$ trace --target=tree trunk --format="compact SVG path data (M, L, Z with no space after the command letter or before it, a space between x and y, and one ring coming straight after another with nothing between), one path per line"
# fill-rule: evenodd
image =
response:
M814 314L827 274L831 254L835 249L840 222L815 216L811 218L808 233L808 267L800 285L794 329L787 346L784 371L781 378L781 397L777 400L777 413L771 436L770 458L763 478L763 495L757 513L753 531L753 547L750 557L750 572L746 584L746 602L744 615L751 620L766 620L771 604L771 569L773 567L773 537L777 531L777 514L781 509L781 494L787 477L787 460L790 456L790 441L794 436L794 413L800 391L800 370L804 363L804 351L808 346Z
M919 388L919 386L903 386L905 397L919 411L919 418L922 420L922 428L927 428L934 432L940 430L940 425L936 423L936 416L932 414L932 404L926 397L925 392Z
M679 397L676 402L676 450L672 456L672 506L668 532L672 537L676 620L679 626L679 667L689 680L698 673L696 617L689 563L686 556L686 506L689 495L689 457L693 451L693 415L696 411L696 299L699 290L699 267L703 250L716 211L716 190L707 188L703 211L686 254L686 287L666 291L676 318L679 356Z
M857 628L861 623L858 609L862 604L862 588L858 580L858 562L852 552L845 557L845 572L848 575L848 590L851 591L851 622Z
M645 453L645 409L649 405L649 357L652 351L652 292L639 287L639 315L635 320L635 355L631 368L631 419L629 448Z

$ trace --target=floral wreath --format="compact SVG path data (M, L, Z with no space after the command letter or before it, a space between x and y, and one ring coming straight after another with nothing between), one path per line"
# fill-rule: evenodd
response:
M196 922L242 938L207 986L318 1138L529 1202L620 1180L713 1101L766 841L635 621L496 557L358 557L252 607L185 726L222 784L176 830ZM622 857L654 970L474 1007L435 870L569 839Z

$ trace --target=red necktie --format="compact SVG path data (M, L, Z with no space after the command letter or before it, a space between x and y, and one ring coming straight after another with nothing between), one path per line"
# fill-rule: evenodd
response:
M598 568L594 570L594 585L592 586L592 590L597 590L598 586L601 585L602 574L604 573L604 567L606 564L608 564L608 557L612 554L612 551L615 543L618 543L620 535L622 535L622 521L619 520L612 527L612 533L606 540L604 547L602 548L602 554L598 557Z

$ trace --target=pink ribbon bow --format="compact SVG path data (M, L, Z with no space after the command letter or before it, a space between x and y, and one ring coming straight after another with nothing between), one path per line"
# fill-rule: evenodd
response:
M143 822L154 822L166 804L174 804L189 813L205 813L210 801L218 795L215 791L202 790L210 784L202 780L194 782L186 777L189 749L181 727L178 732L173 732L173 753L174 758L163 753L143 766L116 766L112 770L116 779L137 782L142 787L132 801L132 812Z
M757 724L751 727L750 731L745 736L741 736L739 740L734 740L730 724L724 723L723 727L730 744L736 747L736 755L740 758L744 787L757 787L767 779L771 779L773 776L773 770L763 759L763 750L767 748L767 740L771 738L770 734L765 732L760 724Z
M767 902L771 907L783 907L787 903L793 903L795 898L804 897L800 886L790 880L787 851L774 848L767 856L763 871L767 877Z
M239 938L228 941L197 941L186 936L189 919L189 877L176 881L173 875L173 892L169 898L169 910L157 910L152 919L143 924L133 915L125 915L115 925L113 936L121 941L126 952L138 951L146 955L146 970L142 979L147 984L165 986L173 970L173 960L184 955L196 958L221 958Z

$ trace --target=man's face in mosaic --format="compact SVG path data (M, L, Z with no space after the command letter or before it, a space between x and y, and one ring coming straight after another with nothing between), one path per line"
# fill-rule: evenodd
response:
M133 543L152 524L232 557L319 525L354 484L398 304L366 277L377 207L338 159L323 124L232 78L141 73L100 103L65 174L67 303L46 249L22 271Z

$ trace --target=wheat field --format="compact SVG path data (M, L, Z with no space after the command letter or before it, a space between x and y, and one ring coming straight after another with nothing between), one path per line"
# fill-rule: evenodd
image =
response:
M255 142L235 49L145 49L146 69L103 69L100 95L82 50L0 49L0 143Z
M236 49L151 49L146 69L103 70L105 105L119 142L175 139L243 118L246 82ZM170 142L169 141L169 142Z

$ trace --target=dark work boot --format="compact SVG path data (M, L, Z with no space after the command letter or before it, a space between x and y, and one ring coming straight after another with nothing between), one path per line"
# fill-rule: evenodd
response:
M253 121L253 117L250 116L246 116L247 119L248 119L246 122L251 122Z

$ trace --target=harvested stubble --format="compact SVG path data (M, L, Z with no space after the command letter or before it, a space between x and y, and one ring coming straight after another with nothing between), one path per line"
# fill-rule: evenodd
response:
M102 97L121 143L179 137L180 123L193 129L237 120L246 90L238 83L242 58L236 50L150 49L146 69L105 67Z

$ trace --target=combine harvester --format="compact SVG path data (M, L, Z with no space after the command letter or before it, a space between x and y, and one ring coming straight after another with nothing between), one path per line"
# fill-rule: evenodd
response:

━━━━━━━━

> SHORT PROBLEM
Echo all of the data above line for line, with nothing changed.

> OUTPUT BELOW
$ trace --target=tree trunk --format="compact SVG path data (M, L, Z with no space after the command letter or before it, a space between x and y, and one ring coming straight after another with nothing between), one path per line"
# fill-rule: evenodd
image =
response:
M814 314L827 274L831 254L835 249L840 222L815 216L811 218L808 233L808 267L800 285L794 329L787 346L784 371L781 378L781 397L777 400L777 413L771 436L770 458L763 478L763 495L757 513L753 531L753 547L750 557L750 572L746 584L746 602L744 615L751 620L766 620L771 604L771 569L773 567L773 537L777 531L777 514L781 509L781 494L787 477L787 460L790 456L790 441L794 436L794 413L800 391L800 370L804 363L804 351L808 346Z
M919 388L919 386L903 386L905 397L919 411L919 418L922 420L922 428L927 428L934 432L940 430L940 425L936 423L936 416L932 414L932 404L926 397L925 392Z
M679 397L676 402L676 450L672 456L672 506L668 532L672 537L676 620L679 626L679 667L689 680L698 673L696 617L689 563L686 556L686 506L689 495L689 457L693 451L693 415L696 411L696 299L699 290L699 267L703 250L716 211L716 190L707 188L703 211L686 254L686 287L666 291L676 318L679 356Z
M857 628L861 623L858 609L862 604L862 588L858 580L858 562L852 552L845 557L845 572L848 575L848 590L851 591L851 622Z
M645 453L645 409L649 405L649 357L652 351L652 292L639 287L639 315L635 320L635 355L631 368L631 419L629 448Z

$ trace --target=floral wreath --format="compact SVG path data (M, L, Z with no space after the command letter or before it, a space between x and y, and one ring coming straight after another with nothing between), one path per line"
# fill-rule: evenodd
response:
M196 922L242 938L207 986L318 1138L529 1202L620 1180L713 1101L766 841L635 621L496 557L358 557L252 607L185 726L222 784L176 830ZM622 857L654 970L474 1007L435 870L569 839Z

$ trace --target=red necktie --format="compact SVG path data (M, L, Z with no space after the command letter or before it, a space between x and y, and one ring coming straight after another with nothing between), one path per line"
# fill-rule: evenodd
response:
M598 568L594 570L594 585L592 586L592 590L597 590L598 586L601 585L602 574L604 573L604 567L606 564L608 564L608 557L612 554L612 551L615 543L618 543L620 535L622 535L622 521L619 520L612 527L612 533L606 540L604 547L602 548L602 554L598 557Z

$ trace --target=pink ribbon bow --format="compact SVG path data (M, L, Z with no space after the command letter or before it, a space between x and y, and one ring coming straight after another with nothing between), one path per line"
# fill-rule: evenodd
response:
M143 822L154 822L166 804L174 804L189 813L205 813L210 801L218 795L215 791L202 790L210 784L202 780L194 782L186 777L189 749L181 727L178 732L173 732L173 753L174 758L163 753L143 766L116 766L112 770L116 779L137 782L142 787L132 801L132 812Z
M757 724L751 727L750 731L745 736L741 736L739 740L734 740L730 724L724 723L723 727L730 744L736 747L736 755L740 758L744 787L757 787L767 779L771 779L773 776L773 770L763 759L763 750L767 748L767 740L771 738L770 734L765 732L760 724Z
M767 902L771 907L783 907L787 903L793 903L795 898L804 897L800 886L790 880L787 851L774 848L767 856L763 871L767 877Z
M239 938L228 941L197 941L186 936L189 919L189 877L176 881L173 875L173 892L169 898L169 910L157 910L152 919L143 924L133 915L125 915L115 925L113 936L121 941L126 952L138 951L146 955L146 970L142 979L147 984L165 986L173 970L173 960L184 955L196 958L221 958Z

$ trace --target=man's face in mosaic --format="compact SVG path data (M, L, Z with no space after the command letter or before it, a space between x and y, and one ring coming straight after another with nothing between), one path per line"
# fill-rule: evenodd
response:
M133 543L152 524L232 557L319 525L354 484L398 304L366 277L377 207L338 159L323 124L232 78L141 73L100 103L65 174L67 303L46 249L22 271Z

$ trace --target=wheat field --format="compact SVG path data (M, L, Z with no space after the command letter or before it, a space between x and y, and one ring coming straight after another with nothing between), one path per line"
# fill-rule: evenodd
image =
response:
M255 142L235 49L145 49L146 69L103 69L100 95L82 50L0 49L0 143Z
M236 49L151 49L146 69L103 70L105 105L119 142L175 139L243 118L246 82ZM170 142L169 141L169 142Z

$ trace --target=dark work boot --format="compact SVG path data (M, L, Z with no space after the command letter or before it, a space between x and y, and one ring coming straight after another with nothing between), one path per line"
# fill-rule: evenodd
response:
M253 121L253 117L250 116L246 116L247 119L248 119L246 122L251 122Z

$ trace --target=harvested stubble --format="compact SVG path data (M, L, Z with no space after the command letter or before it, a space between x and y, and one ring coming straight after another with nothing between), one path per line"
# fill-rule: evenodd
response:
M102 97L121 143L179 137L180 123L193 129L237 120L246 90L238 83L242 58L236 50L150 49L146 69L105 67Z

$ trace --target=combine harvester --format="compact SVG path data (M, L, Z with no space after the command letter or before it, a space between x and y, and one ring coming straight after another with nothing between), one path per line"
# fill-rule: evenodd
response:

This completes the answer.